> DIRECTIONS: Please copy the records from the start through the line with "[(156, 304)]", swapping "blurred" for "out-of-focus" and changing nothing else. Leave the pictures out of your copy.

> DATASET ENTRIES:
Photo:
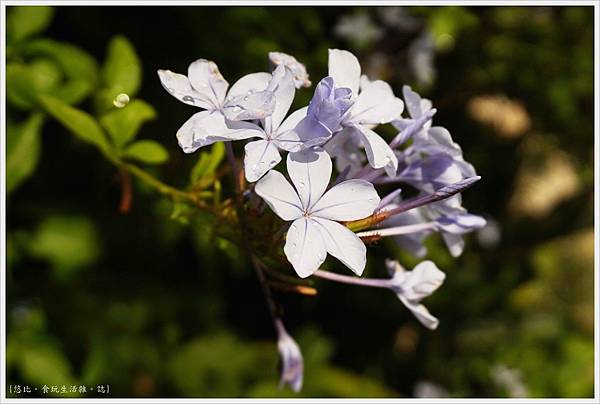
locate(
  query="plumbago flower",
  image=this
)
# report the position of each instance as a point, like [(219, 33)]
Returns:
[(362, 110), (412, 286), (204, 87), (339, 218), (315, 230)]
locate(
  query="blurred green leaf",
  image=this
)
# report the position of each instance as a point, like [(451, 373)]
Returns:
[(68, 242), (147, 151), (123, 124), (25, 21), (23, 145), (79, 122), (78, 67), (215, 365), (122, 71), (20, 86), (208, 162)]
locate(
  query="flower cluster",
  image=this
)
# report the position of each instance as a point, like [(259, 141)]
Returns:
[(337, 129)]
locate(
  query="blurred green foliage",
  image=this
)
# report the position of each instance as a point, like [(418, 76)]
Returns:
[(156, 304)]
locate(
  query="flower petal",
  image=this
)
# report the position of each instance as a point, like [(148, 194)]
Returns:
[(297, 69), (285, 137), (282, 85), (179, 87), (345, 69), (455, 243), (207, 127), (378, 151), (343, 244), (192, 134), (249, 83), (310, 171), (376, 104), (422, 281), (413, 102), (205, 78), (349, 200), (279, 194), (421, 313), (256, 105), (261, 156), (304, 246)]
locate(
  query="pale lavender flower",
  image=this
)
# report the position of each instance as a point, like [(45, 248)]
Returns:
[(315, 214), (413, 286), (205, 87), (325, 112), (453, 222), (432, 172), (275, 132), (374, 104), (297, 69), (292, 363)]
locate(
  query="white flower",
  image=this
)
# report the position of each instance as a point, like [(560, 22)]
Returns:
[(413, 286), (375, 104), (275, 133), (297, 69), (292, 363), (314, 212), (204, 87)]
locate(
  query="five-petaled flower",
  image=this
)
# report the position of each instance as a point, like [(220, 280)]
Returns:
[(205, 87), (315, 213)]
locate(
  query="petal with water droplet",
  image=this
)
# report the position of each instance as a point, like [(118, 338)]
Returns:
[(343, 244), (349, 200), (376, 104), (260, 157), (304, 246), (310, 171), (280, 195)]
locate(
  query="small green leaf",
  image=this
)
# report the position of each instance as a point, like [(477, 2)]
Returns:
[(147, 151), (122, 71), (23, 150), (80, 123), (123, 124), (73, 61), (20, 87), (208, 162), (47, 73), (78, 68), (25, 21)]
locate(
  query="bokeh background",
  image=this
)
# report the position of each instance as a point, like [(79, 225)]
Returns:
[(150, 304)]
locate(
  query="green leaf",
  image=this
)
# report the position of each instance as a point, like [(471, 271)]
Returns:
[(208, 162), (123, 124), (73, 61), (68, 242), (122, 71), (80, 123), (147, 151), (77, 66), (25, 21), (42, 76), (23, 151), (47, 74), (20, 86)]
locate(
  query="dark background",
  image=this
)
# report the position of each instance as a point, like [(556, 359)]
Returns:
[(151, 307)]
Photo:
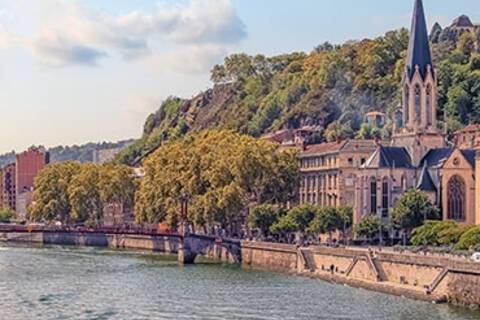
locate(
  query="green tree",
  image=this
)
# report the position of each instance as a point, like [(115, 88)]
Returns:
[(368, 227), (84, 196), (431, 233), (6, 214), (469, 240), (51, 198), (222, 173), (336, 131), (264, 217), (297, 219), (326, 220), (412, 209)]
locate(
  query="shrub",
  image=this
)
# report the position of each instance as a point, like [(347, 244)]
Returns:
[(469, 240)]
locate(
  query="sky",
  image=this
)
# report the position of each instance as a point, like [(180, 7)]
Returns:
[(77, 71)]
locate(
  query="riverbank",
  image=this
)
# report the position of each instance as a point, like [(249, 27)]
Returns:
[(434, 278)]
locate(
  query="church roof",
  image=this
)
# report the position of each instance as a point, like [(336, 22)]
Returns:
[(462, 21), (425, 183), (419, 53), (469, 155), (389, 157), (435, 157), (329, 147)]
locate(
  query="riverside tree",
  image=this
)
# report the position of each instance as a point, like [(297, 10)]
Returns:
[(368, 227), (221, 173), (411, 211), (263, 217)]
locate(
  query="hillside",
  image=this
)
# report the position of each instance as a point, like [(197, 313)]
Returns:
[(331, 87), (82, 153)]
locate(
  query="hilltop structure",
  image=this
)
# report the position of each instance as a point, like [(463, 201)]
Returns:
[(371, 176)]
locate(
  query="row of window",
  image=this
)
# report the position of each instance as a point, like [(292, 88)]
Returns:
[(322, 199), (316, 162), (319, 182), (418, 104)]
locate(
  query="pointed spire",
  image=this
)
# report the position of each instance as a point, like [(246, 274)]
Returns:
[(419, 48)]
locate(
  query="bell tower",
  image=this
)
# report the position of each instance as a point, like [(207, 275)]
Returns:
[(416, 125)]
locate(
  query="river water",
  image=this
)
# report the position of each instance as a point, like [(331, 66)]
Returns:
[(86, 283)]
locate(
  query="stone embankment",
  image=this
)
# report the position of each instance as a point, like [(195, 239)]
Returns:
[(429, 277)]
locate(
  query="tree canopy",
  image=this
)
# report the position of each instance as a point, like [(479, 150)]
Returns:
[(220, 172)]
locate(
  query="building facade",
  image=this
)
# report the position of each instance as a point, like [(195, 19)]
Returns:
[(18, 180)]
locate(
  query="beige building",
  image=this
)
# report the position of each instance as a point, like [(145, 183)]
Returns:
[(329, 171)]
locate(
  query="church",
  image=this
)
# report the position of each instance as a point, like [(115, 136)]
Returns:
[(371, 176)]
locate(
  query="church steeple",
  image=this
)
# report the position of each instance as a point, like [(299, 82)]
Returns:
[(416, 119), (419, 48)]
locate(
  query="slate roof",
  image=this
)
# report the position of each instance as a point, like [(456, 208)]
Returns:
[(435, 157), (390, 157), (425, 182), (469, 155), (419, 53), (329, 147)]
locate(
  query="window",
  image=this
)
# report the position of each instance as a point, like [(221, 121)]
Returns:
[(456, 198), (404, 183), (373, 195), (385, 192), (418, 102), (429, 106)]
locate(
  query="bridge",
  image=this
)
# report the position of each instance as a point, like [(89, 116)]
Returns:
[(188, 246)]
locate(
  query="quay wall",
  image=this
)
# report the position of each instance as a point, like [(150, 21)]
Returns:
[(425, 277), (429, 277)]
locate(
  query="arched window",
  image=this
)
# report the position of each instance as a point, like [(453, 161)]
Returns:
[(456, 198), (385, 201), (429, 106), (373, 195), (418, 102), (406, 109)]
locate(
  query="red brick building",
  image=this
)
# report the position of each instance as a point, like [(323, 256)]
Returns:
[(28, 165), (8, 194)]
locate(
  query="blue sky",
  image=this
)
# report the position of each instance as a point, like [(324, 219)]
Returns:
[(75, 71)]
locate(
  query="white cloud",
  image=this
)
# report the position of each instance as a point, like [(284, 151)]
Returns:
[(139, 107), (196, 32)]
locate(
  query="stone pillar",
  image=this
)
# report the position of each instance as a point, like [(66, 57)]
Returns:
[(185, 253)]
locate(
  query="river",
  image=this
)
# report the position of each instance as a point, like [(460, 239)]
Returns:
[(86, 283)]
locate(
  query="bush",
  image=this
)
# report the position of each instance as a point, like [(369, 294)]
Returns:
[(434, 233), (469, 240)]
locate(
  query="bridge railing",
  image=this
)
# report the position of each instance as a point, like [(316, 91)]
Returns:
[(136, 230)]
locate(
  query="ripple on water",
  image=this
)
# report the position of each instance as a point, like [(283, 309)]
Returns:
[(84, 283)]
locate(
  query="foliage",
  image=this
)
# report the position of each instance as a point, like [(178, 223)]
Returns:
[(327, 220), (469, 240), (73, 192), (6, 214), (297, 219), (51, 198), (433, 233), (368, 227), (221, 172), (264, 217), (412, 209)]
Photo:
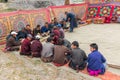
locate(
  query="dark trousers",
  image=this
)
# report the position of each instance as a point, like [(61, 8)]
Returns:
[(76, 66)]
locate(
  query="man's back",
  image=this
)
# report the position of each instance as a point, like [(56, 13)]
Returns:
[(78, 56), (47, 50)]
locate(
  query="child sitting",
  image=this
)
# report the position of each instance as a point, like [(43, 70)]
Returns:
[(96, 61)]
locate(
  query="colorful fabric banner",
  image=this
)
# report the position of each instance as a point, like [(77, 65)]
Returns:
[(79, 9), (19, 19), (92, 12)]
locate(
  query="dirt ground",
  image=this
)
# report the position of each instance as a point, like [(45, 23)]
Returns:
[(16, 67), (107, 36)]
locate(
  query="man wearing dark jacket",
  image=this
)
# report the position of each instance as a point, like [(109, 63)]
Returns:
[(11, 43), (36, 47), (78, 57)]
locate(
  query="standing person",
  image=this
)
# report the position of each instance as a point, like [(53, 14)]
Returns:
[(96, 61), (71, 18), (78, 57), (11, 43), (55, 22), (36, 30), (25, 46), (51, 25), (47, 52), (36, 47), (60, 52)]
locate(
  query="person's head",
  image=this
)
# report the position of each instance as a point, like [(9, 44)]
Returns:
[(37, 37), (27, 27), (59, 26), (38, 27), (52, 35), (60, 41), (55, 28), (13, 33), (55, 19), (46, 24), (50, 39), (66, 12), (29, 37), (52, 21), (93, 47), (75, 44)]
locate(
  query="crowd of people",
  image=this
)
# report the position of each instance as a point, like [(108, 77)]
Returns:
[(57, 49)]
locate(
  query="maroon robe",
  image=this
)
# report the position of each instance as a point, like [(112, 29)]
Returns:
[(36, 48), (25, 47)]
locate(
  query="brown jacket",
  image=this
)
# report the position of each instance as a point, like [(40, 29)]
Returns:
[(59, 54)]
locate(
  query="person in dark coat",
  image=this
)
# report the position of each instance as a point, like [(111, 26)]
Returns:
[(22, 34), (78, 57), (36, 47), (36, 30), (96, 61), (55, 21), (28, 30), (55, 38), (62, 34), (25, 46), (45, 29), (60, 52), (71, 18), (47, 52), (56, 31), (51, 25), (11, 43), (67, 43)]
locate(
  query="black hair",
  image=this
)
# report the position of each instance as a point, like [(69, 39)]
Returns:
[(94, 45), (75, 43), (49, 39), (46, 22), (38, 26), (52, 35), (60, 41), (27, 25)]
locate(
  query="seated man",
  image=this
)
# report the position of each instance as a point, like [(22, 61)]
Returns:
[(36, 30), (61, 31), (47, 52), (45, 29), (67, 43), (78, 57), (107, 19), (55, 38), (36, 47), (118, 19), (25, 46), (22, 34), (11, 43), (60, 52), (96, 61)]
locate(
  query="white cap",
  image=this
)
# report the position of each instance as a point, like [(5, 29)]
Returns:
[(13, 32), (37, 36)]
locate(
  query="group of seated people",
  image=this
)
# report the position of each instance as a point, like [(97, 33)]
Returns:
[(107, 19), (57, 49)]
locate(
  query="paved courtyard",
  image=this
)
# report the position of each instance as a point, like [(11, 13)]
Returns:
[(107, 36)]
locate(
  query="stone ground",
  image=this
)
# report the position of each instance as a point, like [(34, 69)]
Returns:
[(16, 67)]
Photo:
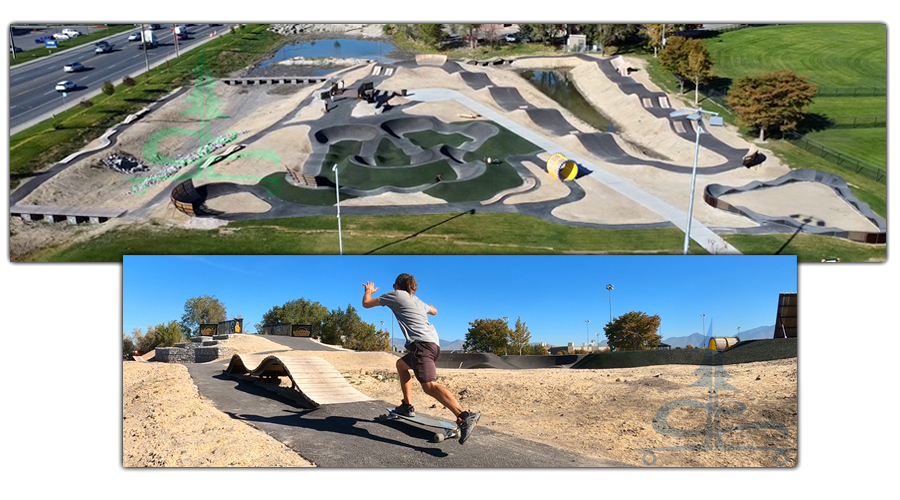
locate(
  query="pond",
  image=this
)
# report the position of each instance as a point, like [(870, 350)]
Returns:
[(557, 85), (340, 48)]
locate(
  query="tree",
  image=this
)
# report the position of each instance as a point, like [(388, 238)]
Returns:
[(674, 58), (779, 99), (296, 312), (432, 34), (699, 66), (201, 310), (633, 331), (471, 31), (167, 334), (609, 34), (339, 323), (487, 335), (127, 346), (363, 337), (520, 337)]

> THE RESPONSE:
Photo:
locate(
  query="plumbago flower",
  image=this
)
# report the position of each instance as a point, like [(219, 33)]
Returns:
[(362, 110), (412, 286), (204, 87), (339, 218), (315, 230)]
locate(
  query="out-of-focus green leaf",
  image=this
)
# report the position of each instance as a point, like [(451, 373)]
Returns:
[(68, 242), (147, 151), (123, 124), (25, 21), (23, 145), (79, 122), (78, 67), (215, 365), (122, 71), (20, 86), (208, 162)]
locate(
  query="flower cluster",
  image=this
)
# report the position of each instance as a point, like [(259, 141)]
Returns:
[(337, 129)]
locate(
  query="out-of-focus green foliage",
  image=this
)
# report the position of each instance as a point, like [(418, 76)]
Returns:
[(156, 304)]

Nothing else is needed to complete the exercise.